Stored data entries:
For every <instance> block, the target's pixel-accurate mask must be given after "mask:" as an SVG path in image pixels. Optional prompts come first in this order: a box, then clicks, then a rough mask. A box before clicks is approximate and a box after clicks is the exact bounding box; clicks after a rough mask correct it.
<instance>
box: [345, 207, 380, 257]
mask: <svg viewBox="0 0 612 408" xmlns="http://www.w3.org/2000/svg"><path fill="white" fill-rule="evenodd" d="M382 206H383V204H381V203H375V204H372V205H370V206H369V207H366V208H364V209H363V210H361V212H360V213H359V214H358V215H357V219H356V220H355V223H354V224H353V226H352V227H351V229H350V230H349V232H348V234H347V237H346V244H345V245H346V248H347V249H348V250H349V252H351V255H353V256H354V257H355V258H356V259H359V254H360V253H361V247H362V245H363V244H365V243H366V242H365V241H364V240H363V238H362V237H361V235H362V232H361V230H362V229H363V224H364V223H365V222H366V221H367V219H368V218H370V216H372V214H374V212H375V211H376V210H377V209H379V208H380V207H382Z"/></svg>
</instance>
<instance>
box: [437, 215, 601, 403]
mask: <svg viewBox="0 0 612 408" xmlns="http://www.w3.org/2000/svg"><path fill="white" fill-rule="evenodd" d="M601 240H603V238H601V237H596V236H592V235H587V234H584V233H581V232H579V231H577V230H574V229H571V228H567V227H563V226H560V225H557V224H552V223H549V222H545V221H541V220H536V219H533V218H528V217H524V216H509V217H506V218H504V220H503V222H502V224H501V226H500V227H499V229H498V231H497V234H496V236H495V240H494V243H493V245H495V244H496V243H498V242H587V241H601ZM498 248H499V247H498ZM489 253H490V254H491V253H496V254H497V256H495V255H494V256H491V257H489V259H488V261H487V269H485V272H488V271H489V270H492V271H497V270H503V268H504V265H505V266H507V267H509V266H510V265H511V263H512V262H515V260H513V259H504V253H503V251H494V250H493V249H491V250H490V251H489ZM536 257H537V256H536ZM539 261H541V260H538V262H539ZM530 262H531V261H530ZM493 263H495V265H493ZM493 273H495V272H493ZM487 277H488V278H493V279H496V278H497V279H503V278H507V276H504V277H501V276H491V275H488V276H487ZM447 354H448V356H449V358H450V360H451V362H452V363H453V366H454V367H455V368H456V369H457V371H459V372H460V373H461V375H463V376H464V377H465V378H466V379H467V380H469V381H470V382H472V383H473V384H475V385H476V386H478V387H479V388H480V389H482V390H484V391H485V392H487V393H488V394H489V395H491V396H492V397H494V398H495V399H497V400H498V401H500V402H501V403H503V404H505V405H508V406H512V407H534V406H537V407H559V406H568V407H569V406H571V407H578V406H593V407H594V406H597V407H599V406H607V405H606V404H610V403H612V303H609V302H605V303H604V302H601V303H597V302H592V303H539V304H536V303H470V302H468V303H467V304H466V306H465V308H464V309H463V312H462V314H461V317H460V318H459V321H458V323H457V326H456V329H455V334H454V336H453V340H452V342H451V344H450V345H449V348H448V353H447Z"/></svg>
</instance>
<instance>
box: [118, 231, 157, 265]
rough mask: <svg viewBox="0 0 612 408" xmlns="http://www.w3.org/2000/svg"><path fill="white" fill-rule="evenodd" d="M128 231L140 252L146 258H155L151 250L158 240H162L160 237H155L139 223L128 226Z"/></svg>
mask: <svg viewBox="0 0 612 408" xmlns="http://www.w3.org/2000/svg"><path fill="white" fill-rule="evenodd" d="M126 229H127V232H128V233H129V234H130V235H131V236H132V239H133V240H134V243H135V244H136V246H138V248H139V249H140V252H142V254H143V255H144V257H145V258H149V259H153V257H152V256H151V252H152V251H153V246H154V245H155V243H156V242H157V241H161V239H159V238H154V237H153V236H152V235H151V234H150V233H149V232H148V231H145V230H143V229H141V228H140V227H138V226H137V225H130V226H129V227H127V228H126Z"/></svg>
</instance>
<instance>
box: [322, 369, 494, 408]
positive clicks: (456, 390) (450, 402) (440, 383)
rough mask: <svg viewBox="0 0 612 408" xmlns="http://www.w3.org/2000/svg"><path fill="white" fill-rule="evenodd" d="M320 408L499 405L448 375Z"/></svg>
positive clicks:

EXERCISE GOAL: Rewrite the records with every "rough mask" swapped for "coarse mask" and change nothing else.

TASK RESPONSE:
For every <instance> block, the target's pixel-accurate mask must be given after "mask:" as an SVG path in image pixels. Optional prompts come first in this order: a box, then clicks, then a coarse mask. A box before clicks is approximate and a box after clicks is the exact bounding box; clicks after a coarse mask correct it.
<instance>
box: [345, 207, 380, 257]
mask: <svg viewBox="0 0 612 408" xmlns="http://www.w3.org/2000/svg"><path fill="white" fill-rule="evenodd" d="M382 206H383V204H381V203H375V204H372V205H370V206H369V207H366V208H364V209H363V210H361V212H360V213H359V214H358V215H357V219H356V220H355V223H354V224H353V226H352V227H351V229H350V230H349V232H348V234H347V237H346V244H345V245H346V248H347V249H348V250H349V252H351V255H353V256H354V257H355V258H356V259H359V254H360V253H361V247H362V245H363V244H365V243H366V242H365V241H364V240H363V238H362V237H361V235H362V232H361V230H362V229H363V224H364V223H365V222H366V221H367V219H368V218H370V216H372V214H374V212H375V211H376V210H377V209H379V208H380V207H382Z"/></svg>
</instance>
<instance>
box: [437, 215, 601, 403]
mask: <svg viewBox="0 0 612 408" xmlns="http://www.w3.org/2000/svg"><path fill="white" fill-rule="evenodd" d="M601 240H603V238H601V237H596V236H592V235H587V234H584V233H581V232H579V231H577V230H574V229H571V228H567V227H563V226H560V225H557V224H552V223H549V222H545V221H541V220H536V219H533V218H528V217H524V216H509V217H506V218H504V220H503V222H502V224H501V226H500V227H499V229H498V231H497V234H496V236H495V240H494V243H493V245H495V244H496V243H498V242H587V241H601ZM498 248H499V247H498ZM489 253H490V254H491V253H496V254H497V256H495V255H494V256H491V257H489V259H488V261H487V269H485V272H488V271H489V270H492V271H497V270H503V268H504V265H505V266H507V267H509V266H510V265H511V263H512V262H515V260H513V259H504V253H503V251H494V250H493V249H491V250H490V251H489ZM536 257H537V256H536ZM539 261H541V260H538V262H539ZM530 262H531V261H530ZM493 263H495V265H493ZM493 273H495V272H493ZM487 277H488V278H493V279H496V278H497V279H503V278H507V276H504V277H501V276H491V275H488V276H487ZM447 354H448V356H449V358H450V360H451V362H452V363H453V366H454V367H455V368H456V369H457V371H459V372H460V373H461V375H463V376H464V377H465V378H466V379H467V380H469V381H470V382H472V383H473V384H475V385H476V386H478V387H479V388H480V389H482V390H484V391H485V392H487V393H488V394H489V395H491V396H492V397H494V398H495V399H497V400H498V401H500V402H501V403H503V404H505V405H508V406H512V407H534V406H537V407H559V406H568V407H569V406H571V407H578V406H593V407H594V406H597V407H599V406H607V405H606V404H610V403H612V303H609V302H605V303H604V302H601V303H597V302H592V303H539V304H536V303H470V302H468V303H467V304H466V306H465V308H464V309H463V312H462V314H461V317H460V318H459V321H458V323H457V326H456V329H455V334H454V336H453V340H452V342H451V344H450V345H449V348H448V353H447Z"/></svg>
</instance>
<instance>
box: [118, 231, 157, 265]
coarse mask: <svg viewBox="0 0 612 408" xmlns="http://www.w3.org/2000/svg"><path fill="white" fill-rule="evenodd" d="M128 231L140 252L146 258H155L151 250L158 240H162L160 237H155L139 223L128 226Z"/></svg>
mask: <svg viewBox="0 0 612 408" xmlns="http://www.w3.org/2000/svg"><path fill="white" fill-rule="evenodd" d="M126 229H127V232H128V233H129V234H130V235H131V236H132V239H133V240H134V243H135V244H136V246H138V248H139V249H140V252H142V254H143V255H144V257H145V258H149V259H153V257H152V256H151V252H152V251H153V246H154V245H155V243H156V242H157V241H161V239H159V238H154V237H153V236H152V235H151V234H150V233H149V232H148V231H145V230H143V229H141V228H140V227H138V226H137V225H130V226H129V227H127V228H126Z"/></svg>
</instance>
<instance>
box: [322, 369, 494, 408]
positive clicks: (456, 390) (450, 402) (440, 383)
coarse mask: <svg viewBox="0 0 612 408" xmlns="http://www.w3.org/2000/svg"><path fill="white" fill-rule="evenodd" d="M320 408L499 405L448 375Z"/></svg>
positive clicks:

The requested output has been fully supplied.